§ **WHAT IS ASKED**
Update the data from its first line up to and including the line with "[(538, 303)]", changing every "Reviewer note" to "Annotator note" and leaving all else as it is. Return only those lines.

§ **SUPPLIED DATA**
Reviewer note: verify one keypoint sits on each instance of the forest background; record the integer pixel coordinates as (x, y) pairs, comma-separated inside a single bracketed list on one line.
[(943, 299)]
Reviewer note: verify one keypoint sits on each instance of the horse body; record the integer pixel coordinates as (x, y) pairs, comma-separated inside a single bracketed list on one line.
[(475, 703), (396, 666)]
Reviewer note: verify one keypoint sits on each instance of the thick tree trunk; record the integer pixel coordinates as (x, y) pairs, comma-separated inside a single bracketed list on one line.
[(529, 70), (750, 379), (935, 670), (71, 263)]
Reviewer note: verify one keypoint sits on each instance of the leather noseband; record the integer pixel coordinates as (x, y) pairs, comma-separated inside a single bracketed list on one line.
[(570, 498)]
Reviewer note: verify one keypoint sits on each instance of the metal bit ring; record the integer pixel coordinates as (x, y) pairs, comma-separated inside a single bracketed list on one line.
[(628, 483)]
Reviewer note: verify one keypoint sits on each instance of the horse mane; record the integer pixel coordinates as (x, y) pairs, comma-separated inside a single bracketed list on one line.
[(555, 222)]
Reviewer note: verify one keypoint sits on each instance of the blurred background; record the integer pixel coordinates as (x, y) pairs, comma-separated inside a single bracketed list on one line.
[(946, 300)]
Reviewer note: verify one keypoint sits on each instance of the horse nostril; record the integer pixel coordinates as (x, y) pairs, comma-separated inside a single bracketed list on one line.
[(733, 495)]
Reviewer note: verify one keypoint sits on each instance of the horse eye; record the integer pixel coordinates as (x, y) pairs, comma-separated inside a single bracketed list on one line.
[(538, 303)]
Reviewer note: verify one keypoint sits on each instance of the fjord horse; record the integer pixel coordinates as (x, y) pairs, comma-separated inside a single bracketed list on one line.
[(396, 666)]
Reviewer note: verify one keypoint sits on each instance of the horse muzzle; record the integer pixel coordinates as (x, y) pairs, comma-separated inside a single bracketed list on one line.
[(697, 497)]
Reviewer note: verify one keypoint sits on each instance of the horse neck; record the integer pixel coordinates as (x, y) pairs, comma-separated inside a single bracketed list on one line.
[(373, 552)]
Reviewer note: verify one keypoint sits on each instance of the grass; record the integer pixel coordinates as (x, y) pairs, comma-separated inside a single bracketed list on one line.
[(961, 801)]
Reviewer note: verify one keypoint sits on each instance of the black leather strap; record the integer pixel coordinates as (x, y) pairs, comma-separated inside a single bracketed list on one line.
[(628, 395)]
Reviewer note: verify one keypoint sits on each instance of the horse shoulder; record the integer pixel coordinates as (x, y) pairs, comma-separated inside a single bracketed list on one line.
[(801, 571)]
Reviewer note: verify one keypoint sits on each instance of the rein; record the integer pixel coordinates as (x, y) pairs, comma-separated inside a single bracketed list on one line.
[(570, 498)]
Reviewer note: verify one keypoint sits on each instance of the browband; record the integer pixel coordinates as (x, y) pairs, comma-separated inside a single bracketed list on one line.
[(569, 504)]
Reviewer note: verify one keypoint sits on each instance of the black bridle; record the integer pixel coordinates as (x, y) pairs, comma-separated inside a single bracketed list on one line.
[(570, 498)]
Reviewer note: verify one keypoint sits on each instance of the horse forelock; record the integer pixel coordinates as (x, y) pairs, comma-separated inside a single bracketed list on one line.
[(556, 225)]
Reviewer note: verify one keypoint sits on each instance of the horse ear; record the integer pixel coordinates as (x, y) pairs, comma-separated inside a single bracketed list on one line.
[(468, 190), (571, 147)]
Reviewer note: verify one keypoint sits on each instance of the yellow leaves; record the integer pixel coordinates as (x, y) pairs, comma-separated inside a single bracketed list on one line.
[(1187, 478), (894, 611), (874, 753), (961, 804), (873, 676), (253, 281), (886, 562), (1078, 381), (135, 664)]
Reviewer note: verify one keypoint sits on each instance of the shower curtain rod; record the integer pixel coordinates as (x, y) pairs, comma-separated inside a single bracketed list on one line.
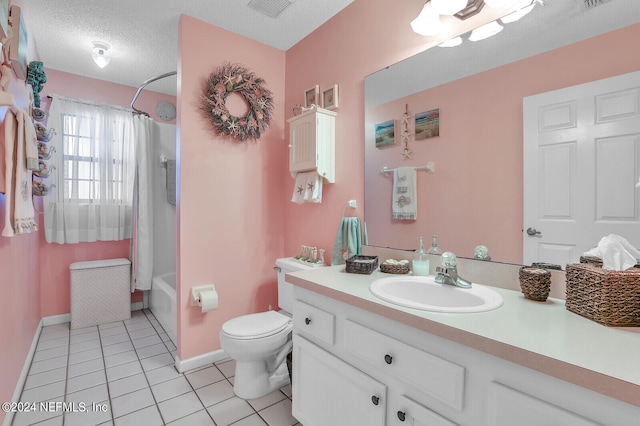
[(151, 80)]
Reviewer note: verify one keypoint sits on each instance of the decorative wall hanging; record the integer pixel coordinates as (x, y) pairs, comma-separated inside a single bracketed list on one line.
[(428, 124), (234, 78), (386, 133)]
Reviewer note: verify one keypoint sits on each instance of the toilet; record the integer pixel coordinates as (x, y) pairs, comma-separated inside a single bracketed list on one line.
[(259, 343)]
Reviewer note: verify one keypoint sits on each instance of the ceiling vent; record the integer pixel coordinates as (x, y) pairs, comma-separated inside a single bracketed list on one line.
[(271, 8)]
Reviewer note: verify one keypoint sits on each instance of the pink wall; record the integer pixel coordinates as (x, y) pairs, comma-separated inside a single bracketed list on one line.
[(475, 196), (230, 208)]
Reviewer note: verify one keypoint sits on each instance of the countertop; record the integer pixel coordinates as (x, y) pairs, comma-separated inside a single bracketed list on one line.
[(543, 336)]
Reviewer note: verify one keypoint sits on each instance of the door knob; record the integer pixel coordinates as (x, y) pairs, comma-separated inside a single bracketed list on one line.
[(533, 231)]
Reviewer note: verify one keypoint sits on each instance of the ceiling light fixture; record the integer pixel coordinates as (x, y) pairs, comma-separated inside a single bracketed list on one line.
[(485, 31), (100, 53), (448, 7), (428, 21)]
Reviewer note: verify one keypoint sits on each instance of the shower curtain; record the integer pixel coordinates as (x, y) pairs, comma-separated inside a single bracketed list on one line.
[(142, 241)]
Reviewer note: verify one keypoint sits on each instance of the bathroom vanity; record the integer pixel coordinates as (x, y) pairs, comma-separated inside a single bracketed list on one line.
[(361, 361)]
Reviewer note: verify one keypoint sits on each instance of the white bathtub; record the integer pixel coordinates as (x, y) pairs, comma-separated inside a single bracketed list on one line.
[(163, 304)]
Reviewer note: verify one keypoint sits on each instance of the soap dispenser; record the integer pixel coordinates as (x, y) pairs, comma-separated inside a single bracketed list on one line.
[(420, 260)]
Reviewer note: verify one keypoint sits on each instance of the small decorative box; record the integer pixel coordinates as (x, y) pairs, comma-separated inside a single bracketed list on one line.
[(535, 283), (360, 264)]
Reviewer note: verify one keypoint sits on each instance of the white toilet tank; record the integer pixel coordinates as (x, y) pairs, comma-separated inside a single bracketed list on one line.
[(285, 289)]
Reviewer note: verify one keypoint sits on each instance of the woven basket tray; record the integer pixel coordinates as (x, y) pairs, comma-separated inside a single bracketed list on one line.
[(611, 298)]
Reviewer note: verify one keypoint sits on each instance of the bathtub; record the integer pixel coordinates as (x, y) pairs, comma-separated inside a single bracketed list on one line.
[(163, 304)]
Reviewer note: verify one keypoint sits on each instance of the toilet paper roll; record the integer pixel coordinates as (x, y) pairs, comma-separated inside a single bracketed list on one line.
[(208, 300)]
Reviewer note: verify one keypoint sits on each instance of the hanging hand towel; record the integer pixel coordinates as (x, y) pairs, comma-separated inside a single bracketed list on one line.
[(313, 191), (20, 158), (404, 198), (348, 240)]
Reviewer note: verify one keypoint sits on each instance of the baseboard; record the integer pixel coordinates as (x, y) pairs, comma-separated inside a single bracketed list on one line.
[(200, 360), (8, 418)]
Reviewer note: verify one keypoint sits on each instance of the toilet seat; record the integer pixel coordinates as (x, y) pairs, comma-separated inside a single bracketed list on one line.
[(255, 326)]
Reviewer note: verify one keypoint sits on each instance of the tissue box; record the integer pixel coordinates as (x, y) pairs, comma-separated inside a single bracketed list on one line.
[(611, 298)]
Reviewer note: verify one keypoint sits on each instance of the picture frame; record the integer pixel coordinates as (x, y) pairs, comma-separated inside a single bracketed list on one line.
[(427, 124), (312, 96), (330, 97), (385, 133)]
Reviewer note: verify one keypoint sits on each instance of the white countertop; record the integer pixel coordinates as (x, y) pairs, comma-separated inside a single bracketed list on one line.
[(543, 336)]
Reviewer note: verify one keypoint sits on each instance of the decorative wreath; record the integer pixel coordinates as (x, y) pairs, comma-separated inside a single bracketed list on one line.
[(231, 78)]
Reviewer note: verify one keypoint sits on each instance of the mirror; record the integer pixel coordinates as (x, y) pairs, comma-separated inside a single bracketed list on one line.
[(475, 197)]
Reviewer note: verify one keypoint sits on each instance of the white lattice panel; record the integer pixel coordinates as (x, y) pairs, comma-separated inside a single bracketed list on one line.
[(100, 292)]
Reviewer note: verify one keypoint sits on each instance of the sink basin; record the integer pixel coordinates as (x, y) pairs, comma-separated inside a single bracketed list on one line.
[(425, 294)]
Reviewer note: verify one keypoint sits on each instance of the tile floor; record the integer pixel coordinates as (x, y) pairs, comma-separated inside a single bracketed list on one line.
[(124, 374)]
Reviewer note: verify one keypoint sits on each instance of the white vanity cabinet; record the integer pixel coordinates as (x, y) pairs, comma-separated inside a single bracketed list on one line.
[(352, 367), (312, 136)]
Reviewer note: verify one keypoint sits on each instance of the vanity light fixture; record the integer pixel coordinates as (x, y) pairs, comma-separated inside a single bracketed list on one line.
[(100, 54), (485, 31), (427, 23)]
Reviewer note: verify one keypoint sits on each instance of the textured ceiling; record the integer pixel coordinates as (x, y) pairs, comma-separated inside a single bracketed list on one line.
[(143, 34)]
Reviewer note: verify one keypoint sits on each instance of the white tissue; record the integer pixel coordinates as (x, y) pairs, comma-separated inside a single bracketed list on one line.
[(616, 252)]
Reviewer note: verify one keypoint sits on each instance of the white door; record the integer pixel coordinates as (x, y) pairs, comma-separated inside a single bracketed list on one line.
[(581, 164)]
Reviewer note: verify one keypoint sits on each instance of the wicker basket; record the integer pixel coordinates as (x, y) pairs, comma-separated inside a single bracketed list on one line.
[(391, 268), (535, 283), (360, 264), (611, 298)]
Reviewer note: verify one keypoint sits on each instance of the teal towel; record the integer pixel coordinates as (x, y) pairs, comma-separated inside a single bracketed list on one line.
[(348, 240)]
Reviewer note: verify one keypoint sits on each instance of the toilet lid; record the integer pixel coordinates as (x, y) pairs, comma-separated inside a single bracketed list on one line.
[(255, 326)]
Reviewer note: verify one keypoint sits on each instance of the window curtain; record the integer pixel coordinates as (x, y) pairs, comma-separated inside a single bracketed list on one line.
[(142, 243), (93, 181)]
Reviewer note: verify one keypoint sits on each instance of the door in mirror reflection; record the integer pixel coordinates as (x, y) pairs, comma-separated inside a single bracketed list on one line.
[(581, 163)]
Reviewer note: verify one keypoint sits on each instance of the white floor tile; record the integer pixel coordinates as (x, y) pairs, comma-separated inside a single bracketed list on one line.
[(171, 389), (200, 418), (181, 406), (267, 400), (204, 377), (85, 367), (149, 351), (127, 385), (149, 416), (124, 370), (77, 357), (215, 393), (161, 374), (230, 411), (46, 377), (279, 414), (131, 402), (85, 381)]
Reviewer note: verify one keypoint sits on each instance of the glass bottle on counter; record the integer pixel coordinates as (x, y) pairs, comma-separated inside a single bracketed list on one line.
[(420, 263)]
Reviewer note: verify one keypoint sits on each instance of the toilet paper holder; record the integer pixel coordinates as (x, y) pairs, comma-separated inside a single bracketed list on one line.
[(195, 293)]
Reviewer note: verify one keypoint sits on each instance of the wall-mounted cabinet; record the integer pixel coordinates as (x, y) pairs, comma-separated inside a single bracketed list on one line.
[(312, 137)]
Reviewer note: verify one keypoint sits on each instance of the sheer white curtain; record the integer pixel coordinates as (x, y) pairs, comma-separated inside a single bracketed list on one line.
[(142, 243), (94, 160)]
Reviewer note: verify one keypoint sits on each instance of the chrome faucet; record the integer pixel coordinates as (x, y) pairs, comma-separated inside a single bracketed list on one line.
[(450, 276)]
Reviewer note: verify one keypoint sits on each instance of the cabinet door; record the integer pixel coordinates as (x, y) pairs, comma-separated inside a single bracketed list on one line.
[(414, 414), (508, 407), (328, 391)]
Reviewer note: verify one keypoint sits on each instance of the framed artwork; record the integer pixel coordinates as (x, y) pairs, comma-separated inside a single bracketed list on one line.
[(330, 98), (386, 133), (311, 96), (427, 124), (18, 47)]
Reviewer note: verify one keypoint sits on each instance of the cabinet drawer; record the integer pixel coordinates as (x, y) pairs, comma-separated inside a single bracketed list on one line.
[(314, 322), (416, 414), (438, 378), (509, 407)]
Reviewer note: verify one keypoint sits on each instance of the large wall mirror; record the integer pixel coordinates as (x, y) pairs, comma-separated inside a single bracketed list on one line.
[(475, 195)]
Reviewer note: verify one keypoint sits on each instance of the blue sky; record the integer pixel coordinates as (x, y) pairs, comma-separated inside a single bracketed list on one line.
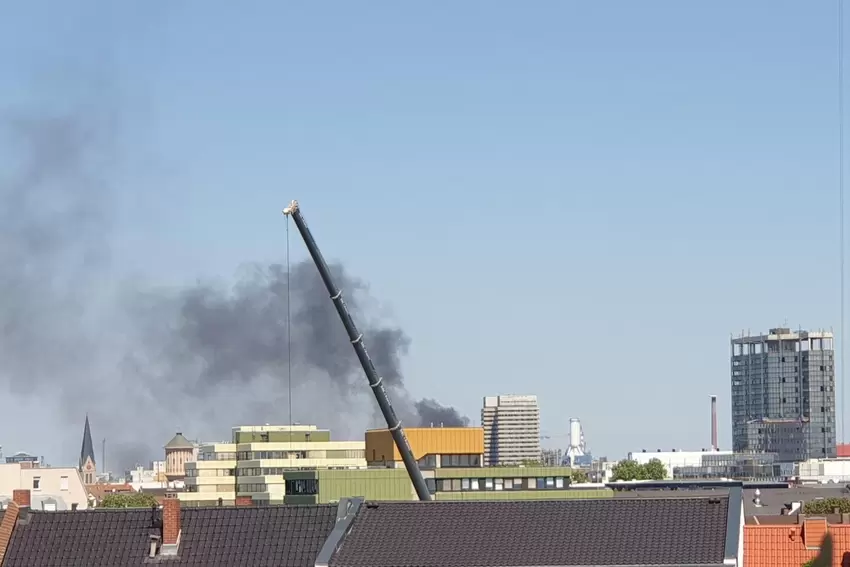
[(580, 200)]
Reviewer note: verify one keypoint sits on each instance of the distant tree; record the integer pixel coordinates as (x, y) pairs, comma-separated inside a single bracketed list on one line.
[(827, 506), (655, 470), (578, 476), (128, 500), (627, 470), (632, 470)]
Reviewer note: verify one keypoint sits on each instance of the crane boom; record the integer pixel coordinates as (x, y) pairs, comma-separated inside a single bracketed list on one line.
[(375, 381)]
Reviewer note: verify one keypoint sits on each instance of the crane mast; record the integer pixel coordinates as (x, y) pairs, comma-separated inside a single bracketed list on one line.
[(356, 338)]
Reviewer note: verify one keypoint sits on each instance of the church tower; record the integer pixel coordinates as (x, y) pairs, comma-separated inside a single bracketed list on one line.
[(88, 466)]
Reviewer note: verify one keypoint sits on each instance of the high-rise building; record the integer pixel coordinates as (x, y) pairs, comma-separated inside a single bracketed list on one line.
[(511, 430), (783, 394)]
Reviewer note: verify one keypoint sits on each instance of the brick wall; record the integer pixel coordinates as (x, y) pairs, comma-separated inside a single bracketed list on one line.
[(7, 524), (170, 520)]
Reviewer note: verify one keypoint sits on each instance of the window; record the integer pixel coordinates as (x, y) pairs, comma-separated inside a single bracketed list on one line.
[(302, 486)]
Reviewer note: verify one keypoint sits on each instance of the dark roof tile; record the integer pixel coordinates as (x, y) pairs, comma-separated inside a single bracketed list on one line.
[(564, 532), (279, 536)]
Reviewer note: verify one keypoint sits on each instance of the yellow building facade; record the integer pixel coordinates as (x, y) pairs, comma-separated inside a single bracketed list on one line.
[(433, 447), (254, 463)]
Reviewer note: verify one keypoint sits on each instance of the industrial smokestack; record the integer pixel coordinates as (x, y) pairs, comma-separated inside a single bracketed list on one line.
[(714, 446)]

§ **RESULT**
Annotator note: verify one keypoint sits on each instance of the forest background; record the integer pixel coordinates as (x, y) pairs, comma-separated inside a single bracketed list on one line.
[(943, 299)]
Annotator note: verify one keypoint sits on each instance of the horse body; record the integer pixel coordinates as (x, y) pairs, comma-separated inside a single bracketed list on one line.
[(475, 703), (396, 666)]
Annotator note: verify one keypoint sits on each instance of the thick tree trunk; record the integer pixel coordinates as (x, y) pairs, comma-separated inside a single bracketed list on one line.
[(529, 70), (750, 379), (935, 670), (71, 263)]
Annotator note: verify one keypoint sits on each instance of the leather noseband; record the integer pixel coordinates as (x, y) pairs, comma-separated inside a single bracketed list on one line.
[(570, 498)]
Annotator note: verify one keypoint sits on each instance of the metal bit ring; record the integer pixel coordinates as (x, y) pairs, comma-separated inside a single bracketed list on one line.
[(628, 483)]
Annotator note: verify one keypoint sits on each instance of the horse mane; record the integer pixel coordinates as (x, y) pairs, comma-separated inside a single bracketed list on one line.
[(555, 222)]
Annotator note: verify one keypoint sits on each instance of the blurred background; record the integer pixel coordinates as (x, y) pairs, comma-separated inside a single bracketed list on one line.
[(946, 300)]
Annotator note: verify one keypoint sits on each instance of the horse nostril; record the integer pixel coordinates as (x, y) pairs, comma-separated inside a single bracketed list on one line.
[(733, 495)]
Annotator note: verify one keypoint sits on each instance of the horse eye; record the integer pixel coordinates as (x, y) pairs, comma-separated inside a single bracketed list on one line.
[(538, 303)]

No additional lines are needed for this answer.